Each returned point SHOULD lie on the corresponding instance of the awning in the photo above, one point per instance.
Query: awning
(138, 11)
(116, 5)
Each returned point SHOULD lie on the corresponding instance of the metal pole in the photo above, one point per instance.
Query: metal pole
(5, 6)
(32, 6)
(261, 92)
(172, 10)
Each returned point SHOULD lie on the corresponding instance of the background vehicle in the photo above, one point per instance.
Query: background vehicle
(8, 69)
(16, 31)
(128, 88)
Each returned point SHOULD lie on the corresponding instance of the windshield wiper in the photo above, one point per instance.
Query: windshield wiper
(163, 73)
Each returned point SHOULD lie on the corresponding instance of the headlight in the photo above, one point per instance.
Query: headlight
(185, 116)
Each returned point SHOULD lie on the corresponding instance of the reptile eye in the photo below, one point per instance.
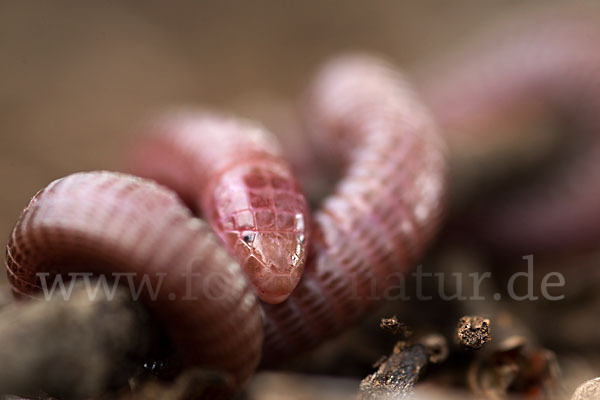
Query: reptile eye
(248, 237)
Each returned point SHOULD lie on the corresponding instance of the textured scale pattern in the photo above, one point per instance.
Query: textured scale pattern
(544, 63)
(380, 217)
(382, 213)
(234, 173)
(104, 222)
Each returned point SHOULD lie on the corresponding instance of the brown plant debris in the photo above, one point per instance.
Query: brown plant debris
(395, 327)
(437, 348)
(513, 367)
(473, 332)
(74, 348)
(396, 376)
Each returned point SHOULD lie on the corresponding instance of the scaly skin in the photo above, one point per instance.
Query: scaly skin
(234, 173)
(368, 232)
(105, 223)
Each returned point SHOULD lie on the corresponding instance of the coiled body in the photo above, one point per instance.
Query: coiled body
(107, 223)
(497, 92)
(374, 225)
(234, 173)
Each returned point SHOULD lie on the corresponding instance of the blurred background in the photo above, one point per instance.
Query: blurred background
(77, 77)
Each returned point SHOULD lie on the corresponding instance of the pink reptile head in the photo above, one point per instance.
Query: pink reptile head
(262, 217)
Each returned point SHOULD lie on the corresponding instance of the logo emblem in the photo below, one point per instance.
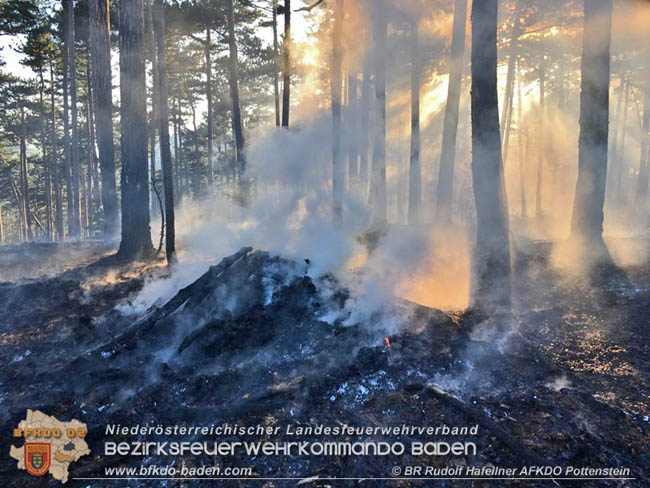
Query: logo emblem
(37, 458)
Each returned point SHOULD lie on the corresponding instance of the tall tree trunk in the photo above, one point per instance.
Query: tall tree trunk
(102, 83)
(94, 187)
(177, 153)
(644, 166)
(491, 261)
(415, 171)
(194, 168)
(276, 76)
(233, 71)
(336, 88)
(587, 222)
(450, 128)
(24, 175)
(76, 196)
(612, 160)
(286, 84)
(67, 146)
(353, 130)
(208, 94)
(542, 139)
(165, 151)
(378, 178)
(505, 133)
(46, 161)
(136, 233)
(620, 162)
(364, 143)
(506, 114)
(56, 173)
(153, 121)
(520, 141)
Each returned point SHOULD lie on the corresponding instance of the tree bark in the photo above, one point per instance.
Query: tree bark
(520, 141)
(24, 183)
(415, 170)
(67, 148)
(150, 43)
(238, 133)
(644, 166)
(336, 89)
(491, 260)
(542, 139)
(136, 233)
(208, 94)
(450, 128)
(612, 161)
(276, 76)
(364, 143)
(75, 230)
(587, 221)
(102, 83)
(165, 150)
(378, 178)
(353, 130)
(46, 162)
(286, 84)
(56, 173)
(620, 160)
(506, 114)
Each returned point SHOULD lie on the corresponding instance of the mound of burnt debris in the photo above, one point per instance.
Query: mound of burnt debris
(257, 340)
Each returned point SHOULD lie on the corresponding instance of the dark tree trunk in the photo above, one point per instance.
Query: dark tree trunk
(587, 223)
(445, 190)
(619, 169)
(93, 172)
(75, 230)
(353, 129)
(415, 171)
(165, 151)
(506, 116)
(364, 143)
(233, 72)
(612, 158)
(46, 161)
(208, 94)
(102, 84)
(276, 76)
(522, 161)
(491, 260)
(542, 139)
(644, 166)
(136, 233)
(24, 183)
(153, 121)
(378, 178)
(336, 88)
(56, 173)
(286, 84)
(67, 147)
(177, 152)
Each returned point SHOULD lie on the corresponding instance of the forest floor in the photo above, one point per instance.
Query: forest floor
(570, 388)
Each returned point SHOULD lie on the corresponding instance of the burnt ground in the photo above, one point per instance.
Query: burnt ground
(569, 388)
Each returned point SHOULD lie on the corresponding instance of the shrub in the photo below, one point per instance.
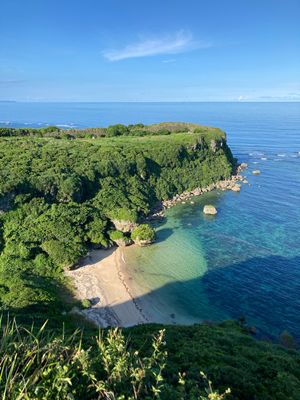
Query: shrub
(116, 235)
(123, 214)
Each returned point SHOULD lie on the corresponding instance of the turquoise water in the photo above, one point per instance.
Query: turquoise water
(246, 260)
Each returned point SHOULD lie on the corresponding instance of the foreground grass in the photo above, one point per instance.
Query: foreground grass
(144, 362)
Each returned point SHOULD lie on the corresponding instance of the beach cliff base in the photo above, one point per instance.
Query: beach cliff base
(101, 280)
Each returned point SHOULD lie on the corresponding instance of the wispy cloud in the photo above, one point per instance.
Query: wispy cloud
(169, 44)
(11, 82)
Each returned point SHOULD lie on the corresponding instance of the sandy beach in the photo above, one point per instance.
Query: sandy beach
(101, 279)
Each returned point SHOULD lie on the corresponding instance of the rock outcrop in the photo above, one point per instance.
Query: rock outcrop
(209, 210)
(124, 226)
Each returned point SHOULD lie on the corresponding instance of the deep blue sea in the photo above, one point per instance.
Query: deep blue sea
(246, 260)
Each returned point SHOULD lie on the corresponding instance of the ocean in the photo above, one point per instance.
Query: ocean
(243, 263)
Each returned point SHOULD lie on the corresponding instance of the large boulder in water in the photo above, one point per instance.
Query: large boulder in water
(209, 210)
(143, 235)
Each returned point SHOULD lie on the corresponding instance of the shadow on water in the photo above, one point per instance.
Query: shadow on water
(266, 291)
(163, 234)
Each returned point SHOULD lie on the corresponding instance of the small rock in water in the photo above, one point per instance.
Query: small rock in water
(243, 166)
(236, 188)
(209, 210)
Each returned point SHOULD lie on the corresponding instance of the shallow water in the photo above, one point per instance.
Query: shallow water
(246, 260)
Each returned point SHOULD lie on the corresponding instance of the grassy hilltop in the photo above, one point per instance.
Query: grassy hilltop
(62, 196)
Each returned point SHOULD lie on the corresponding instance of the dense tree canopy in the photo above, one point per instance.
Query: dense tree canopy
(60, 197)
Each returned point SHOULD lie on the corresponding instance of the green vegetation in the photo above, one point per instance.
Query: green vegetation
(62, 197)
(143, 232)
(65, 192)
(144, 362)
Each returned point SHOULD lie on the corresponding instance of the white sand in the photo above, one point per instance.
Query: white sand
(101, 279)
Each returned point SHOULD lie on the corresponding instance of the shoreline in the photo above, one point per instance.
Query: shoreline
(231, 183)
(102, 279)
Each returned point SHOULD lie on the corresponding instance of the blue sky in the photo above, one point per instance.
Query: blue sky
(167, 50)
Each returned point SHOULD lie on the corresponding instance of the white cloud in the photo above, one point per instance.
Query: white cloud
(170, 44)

* * * * * * *

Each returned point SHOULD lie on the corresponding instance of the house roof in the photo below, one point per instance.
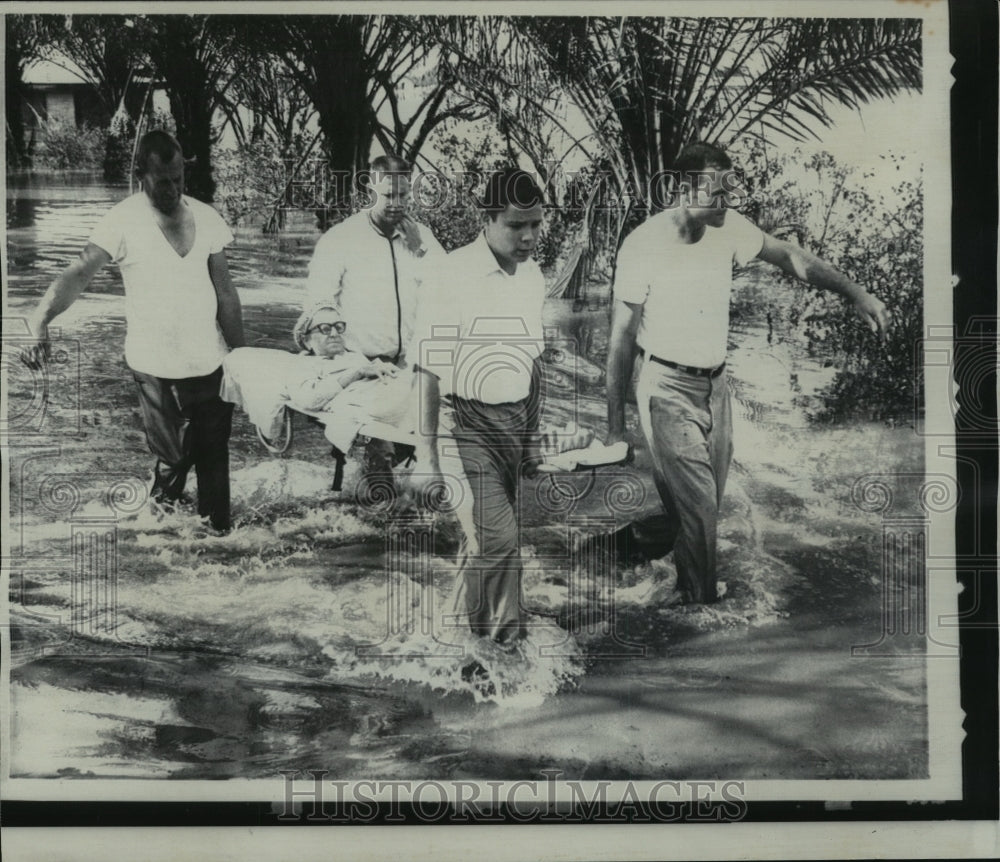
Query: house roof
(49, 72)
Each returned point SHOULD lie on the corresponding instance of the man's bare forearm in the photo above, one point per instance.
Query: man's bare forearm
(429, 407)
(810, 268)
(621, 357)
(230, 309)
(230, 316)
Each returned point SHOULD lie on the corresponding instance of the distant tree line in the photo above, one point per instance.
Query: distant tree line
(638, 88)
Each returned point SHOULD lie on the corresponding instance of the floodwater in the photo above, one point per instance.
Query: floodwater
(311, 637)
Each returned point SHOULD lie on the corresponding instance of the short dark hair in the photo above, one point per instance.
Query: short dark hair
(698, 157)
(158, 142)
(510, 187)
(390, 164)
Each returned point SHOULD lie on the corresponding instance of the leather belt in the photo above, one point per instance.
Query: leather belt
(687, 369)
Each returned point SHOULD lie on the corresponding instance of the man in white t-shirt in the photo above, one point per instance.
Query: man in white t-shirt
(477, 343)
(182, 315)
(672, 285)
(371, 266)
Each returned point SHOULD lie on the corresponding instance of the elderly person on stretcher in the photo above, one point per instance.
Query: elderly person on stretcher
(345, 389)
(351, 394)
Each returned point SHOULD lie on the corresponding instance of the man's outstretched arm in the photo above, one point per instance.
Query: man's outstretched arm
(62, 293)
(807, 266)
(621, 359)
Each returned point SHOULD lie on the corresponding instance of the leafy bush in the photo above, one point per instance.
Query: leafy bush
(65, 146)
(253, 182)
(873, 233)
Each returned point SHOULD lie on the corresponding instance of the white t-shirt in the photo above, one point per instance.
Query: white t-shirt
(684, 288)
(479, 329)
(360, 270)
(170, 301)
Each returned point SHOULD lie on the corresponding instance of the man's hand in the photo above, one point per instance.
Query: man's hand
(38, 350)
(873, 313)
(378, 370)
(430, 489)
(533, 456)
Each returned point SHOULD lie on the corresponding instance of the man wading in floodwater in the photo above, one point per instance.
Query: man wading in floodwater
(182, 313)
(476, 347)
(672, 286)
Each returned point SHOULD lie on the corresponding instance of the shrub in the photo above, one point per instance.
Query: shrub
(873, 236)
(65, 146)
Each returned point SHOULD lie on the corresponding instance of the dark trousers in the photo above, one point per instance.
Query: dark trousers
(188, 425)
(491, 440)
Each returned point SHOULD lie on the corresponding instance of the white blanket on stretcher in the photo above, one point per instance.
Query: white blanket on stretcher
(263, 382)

* * * * * * *

Search the data for the word "below" and copy each line where it appears.

Result of the exercise:
Each returned point SHOULD lie on the corresponding instance of the reptile eye in the photo below, one point per instance.
Each returned point SHOULD lie on the corresponding instance of the logo emblem in the photo below, one point per instance.
Each returned point SHOULD lie on the corresponding instance of the shrub in the photo below, one point per instance.
Each returned point SHOULD lie on the corresponding instance of the house roof in the photo below, one point per instance.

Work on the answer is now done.